Excerpts from point annotation data:
==========
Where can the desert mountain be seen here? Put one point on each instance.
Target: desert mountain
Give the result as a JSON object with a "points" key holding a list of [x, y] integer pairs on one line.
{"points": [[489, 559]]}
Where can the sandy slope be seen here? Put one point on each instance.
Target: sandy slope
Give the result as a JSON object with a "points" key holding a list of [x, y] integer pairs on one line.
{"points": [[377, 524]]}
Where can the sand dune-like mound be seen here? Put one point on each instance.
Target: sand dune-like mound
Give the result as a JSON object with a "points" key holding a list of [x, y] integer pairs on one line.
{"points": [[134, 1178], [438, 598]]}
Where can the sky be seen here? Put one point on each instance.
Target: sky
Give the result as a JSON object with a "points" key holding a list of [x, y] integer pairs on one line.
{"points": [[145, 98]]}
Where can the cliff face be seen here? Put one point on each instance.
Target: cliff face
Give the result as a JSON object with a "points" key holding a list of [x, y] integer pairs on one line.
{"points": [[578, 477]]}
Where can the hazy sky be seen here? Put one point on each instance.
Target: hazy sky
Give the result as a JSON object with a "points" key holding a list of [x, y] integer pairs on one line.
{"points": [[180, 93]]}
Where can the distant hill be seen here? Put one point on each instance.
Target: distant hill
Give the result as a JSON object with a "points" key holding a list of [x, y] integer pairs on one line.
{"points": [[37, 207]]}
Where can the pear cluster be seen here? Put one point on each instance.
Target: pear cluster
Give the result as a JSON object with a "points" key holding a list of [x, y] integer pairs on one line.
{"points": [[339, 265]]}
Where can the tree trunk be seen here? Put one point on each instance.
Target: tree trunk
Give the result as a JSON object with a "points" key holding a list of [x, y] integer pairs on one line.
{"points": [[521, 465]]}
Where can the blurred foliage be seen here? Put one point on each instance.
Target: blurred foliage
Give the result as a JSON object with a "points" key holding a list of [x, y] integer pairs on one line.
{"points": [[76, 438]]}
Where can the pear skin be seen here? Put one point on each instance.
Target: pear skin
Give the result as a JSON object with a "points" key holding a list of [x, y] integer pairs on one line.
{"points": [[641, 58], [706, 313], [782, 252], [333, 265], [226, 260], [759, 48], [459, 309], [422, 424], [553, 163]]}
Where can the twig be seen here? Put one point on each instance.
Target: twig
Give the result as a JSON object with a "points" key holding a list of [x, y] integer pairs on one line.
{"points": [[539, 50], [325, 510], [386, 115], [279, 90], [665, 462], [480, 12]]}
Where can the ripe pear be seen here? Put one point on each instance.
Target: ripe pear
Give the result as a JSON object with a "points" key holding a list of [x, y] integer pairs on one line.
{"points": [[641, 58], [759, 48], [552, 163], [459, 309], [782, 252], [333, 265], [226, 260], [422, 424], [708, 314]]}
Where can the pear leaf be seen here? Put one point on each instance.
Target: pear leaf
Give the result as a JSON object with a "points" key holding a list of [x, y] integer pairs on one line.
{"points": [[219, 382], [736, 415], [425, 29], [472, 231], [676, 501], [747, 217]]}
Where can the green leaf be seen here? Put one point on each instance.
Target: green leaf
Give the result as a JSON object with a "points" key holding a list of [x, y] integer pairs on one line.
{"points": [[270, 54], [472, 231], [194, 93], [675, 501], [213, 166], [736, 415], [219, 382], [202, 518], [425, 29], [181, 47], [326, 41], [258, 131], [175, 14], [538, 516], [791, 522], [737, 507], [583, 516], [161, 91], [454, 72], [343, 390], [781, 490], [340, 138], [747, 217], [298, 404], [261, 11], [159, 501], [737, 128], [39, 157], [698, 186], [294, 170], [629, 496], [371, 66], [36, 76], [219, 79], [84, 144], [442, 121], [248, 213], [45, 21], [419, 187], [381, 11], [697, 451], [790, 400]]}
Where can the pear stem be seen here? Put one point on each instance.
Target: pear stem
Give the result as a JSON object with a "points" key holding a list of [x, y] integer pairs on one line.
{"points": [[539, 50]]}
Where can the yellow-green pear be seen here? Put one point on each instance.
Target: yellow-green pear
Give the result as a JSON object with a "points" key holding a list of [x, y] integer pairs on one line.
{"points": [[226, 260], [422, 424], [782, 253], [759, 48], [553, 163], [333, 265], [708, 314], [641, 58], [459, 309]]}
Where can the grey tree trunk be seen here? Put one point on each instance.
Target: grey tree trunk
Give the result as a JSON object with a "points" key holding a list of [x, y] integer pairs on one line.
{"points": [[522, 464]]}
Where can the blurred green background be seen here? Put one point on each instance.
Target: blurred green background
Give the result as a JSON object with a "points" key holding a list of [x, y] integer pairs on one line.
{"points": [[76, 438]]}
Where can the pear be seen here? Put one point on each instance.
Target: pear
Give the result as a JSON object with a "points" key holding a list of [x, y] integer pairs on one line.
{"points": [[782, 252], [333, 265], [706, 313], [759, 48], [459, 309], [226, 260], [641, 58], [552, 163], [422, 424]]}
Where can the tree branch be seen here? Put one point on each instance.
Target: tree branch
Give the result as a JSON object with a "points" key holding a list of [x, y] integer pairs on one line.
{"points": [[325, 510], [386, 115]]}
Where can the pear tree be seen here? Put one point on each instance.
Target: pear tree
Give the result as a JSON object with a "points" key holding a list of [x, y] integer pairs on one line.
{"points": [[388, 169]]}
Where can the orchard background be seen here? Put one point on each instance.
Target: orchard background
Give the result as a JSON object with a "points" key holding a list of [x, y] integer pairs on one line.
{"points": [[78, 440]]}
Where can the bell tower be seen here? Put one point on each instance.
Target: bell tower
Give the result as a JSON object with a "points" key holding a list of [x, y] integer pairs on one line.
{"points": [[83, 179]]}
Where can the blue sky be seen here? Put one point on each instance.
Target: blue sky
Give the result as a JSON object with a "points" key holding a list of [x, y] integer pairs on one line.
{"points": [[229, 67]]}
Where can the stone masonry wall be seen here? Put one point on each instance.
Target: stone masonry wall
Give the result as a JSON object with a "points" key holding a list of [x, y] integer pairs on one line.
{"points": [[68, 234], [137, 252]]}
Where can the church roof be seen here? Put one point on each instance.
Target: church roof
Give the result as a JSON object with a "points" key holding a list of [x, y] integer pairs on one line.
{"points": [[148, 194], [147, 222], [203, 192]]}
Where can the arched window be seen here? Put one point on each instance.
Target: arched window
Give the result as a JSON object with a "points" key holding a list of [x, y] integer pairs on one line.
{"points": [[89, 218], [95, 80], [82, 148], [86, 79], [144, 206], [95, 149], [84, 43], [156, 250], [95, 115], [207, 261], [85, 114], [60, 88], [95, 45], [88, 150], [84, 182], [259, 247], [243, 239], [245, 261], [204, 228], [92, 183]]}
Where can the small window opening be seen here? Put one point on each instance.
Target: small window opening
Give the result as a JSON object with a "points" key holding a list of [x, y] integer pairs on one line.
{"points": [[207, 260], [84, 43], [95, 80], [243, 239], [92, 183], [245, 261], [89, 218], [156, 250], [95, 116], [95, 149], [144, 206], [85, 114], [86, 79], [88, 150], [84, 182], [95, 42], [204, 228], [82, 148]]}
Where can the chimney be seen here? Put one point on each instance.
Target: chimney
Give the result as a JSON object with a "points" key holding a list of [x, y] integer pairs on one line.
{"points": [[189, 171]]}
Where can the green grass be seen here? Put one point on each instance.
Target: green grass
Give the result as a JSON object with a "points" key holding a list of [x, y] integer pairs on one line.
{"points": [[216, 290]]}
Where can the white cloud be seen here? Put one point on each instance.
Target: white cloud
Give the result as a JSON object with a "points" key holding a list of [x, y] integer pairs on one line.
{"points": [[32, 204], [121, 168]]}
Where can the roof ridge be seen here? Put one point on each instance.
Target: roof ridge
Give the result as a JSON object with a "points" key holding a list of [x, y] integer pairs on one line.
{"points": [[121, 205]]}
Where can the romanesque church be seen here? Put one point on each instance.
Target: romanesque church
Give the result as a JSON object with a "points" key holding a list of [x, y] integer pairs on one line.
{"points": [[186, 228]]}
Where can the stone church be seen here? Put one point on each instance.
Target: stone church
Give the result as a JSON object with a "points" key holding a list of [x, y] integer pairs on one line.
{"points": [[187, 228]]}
==========
▶ **TASK TO COMPLETE**:
Retype the data word for word, starting at the line with "Where can the arched" and continuing through the end of the data.

▶ **ANSWER TO THE PROBLEM**:
Where can the arched window be seen here? Put one point on each instance.
Target: arched window
Give the result as a JSON object with a "points" key holding a list of [x, y] integer pairs on one line.
{"points": [[89, 218], [95, 80], [82, 148], [86, 79], [144, 206], [95, 149], [84, 43], [156, 250], [95, 115], [207, 261], [85, 114], [60, 88], [95, 45], [88, 150], [84, 182], [259, 247], [243, 239], [245, 261], [204, 228], [92, 183]]}
Where can the small window opening be seen here? Put one point on each instance.
Target: small window opening
Give the result as a JSON object with a "points" key holding a list of [x, y] integer pairs on one line.
{"points": [[207, 260], [84, 43], [95, 80], [243, 239], [92, 183], [245, 261], [89, 218], [156, 250], [95, 116], [95, 149], [144, 206], [85, 114], [86, 79], [88, 150], [84, 182], [95, 42], [204, 228], [82, 148]]}
Where can the chimney be seen here? Put one point on each instance.
Target: chimney
Give the result as a JSON object with a "points" key holding a list of [x, y] integer pairs on one line.
{"points": [[189, 171]]}
Where can the green grass be seen here? Put one point on each instance.
Target: green grass
Give the result as a JSON object with a "points" key holding a list of [x, y] integer pairs on one line.
{"points": [[216, 290]]}
Where can the white cloud be seen here? Put one point on each instance.
Target: white cloud
Give the result as a JSON object with a "points" key holding a list of [x, y] integer pairs on one line.
{"points": [[32, 204], [121, 168]]}
Where can the roof ridge be seen here? Put one point on each instance.
Target: roof ridge
Give the result as a JSON object with a "points" key holding a list of [x, y] integer pairs on one line.
{"points": [[121, 205]]}
Where can the romanesque church be seen here? Put one point on each instance.
Target: romanesque church
Give the result as a JSON object with a "points" key holding a list of [x, y] integer pairs on one line.
{"points": [[186, 228]]}
Where can the stone church be seen here? Put one point on each instance.
Target: stone church
Give the result as a JSON object with a "points" key holding a list of [x, y] integer pairs on one line.
{"points": [[187, 228]]}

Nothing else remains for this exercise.